▶ _Information shown_
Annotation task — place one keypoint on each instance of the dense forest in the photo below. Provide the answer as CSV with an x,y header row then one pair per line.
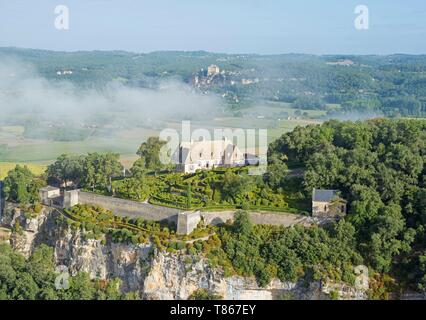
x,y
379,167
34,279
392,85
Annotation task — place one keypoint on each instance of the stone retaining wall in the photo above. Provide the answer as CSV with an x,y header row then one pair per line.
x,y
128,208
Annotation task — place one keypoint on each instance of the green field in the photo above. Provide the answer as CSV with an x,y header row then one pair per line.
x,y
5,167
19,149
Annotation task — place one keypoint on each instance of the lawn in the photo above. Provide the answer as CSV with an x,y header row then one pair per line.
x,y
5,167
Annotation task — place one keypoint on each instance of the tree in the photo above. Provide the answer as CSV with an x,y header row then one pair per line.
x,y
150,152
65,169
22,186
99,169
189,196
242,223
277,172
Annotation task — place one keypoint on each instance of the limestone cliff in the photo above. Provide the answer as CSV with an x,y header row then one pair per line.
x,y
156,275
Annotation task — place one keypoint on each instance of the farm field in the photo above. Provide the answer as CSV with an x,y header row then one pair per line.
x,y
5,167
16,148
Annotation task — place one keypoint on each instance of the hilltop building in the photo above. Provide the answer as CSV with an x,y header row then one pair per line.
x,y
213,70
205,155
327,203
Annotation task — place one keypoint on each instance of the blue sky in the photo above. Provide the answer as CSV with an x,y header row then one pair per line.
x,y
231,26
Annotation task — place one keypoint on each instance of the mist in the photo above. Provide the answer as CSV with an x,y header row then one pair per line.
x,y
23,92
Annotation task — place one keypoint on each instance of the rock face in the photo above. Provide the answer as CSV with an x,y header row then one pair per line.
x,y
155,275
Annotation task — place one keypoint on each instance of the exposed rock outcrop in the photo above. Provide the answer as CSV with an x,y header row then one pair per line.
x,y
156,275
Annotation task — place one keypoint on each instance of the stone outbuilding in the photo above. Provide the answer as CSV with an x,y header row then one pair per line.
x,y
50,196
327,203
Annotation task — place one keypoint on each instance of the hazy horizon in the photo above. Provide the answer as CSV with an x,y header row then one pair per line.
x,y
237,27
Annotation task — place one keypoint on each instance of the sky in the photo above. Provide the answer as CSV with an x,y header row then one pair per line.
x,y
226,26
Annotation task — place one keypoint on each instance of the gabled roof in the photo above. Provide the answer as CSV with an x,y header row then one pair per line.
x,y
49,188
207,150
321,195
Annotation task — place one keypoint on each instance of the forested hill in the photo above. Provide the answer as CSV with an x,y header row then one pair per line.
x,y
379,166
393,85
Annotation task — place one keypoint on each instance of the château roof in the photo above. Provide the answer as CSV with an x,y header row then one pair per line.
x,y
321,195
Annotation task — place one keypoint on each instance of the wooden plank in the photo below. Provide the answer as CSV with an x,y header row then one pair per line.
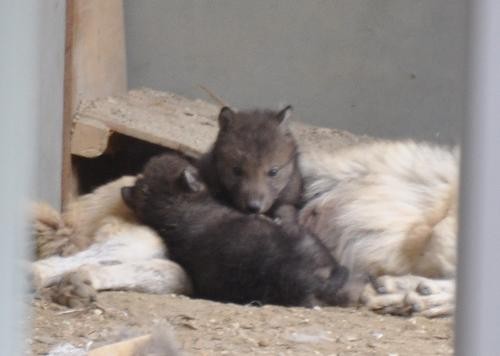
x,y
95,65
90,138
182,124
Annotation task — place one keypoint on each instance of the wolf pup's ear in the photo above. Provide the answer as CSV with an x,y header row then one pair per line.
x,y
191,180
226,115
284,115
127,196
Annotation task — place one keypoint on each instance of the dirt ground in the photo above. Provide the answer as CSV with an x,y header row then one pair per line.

▶ _Task directions_
Can you repeat all of the items above word for word, leaving out the pictures?

▶ _Answer to this problem_
Annotation task — place one keypoint on each instance of the dense forest in the photo below. Provide the answer as CSV with an x,y header row then one pair per line.
x,y
379,167
34,279
392,85
Annotation task — place one keypoint on each instance of the stone retaining wall in the photo above. Provide the answer as CSV with an x,y header row then one pair per line.
x,y
128,208
Annotation task — place one keypoint on each instance of the green field in the photo above. Provide the answer as CSV with an x,y header row then one pair per line.
x,y
5,167
19,149
Annotation task — place one keypoint on each instance of the lawn in the photo above. Provide the answer as CSV with an x,y header row then one pair per line.
x,y
5,167
Annotation task — place one keypoint on each instance of the tree in the photo above. Provide the answer as CSV with an x,y header row then one pair per line.
x,y
150,152
65,169
22,186
99,169
189,196
242,223
277,172
Annotation task — place one keypoint on each instance of the limestone cliff in the photo above. Provide the answer as CSV with an x,y header row then one pair per line.
x,y
156,275
Annotation task — place one keypoint on each instance of the farm field in the photo above. Provide the answer as CSV with an x,y header row then one pair per line.
x,y
5,167
16,148
Annotation task — place one keypoint on each instance of the hilltop building in the photo above. Provide the answer as CSV with an x,y header row then one pair per line.
x,y
213,70
205,155
327,203
Annotation task — place one keypoint on each instance of the blue sky in the photo above. Provide the answer as CSV with an x,y header row then one pair per line.
x,y
231,26
Annotation task — place one keypoint on each instance of the mist in the photo above. Provide the answer as CSV with an x,y header row then one pair per line.
x,y
23,92
Annotation task — place one keypoint on each instance of the rock face in the photo above. Provide the answer as CSV with an x,y header row then one pair per line.
x,y
155,275
Annotation task — place one keypoint on each instance of the exposed rock outcrop in the photo above. Provide the answer as CSV with an x,y header row then one pair per line.
x,y
156,275
Annotation task — place one keypoint on each instance of the stone outbuilding in the photo above. Provide the answer as CSV with an x,y header row then one pair per line.
x,y
50,196
327,203
Annotation task — place one keypoint on each instance of the hazy horizon in the photo above. Provide the answer as CSV with an x,y header row then one pair per line.
x,y
237,27
Annotation task — place one keypoint on each instance of the sky in the photo above. Provide the answer as CSV with an x,y header row then one pair per line.
x,y
226,26
Annotation task — place one keypoint on each instance of the gabled roof in the photo above. Provide the answer as CSV with an x,y header row then one pair per line.
x,y
49,188
207,150
321,195
Annotation task — place one keypoint on each instance of the forested hill in the photo above. Provide the answer as CSV with an x,y header row then one pair per line.
x,y
379,166
393,85
Annotation task — place one keypoint on each instance of the château roof in the photo above. Provide the answer as CSV with an x,y header row then one pair per line.
x,y
321,195
Annotation task — place one keypoint on each instance of the wooden plank in the photo below. Provide the answer as CSV with an x,y header row then one pair per line.
x,y
95,65
90,138
182,124
Annotation task — place one keypoint on each instance of the wolf pup's ear in the photo above. Provide the answer as CSV with an x,y header row then one pair per line.
x,y
191,180
226,115
284,115
127,196
Annotation task — place one keypoint on each instance of the dirt ground in the photo above. Provide the answer as CSV with an x,y header row then one pair per line.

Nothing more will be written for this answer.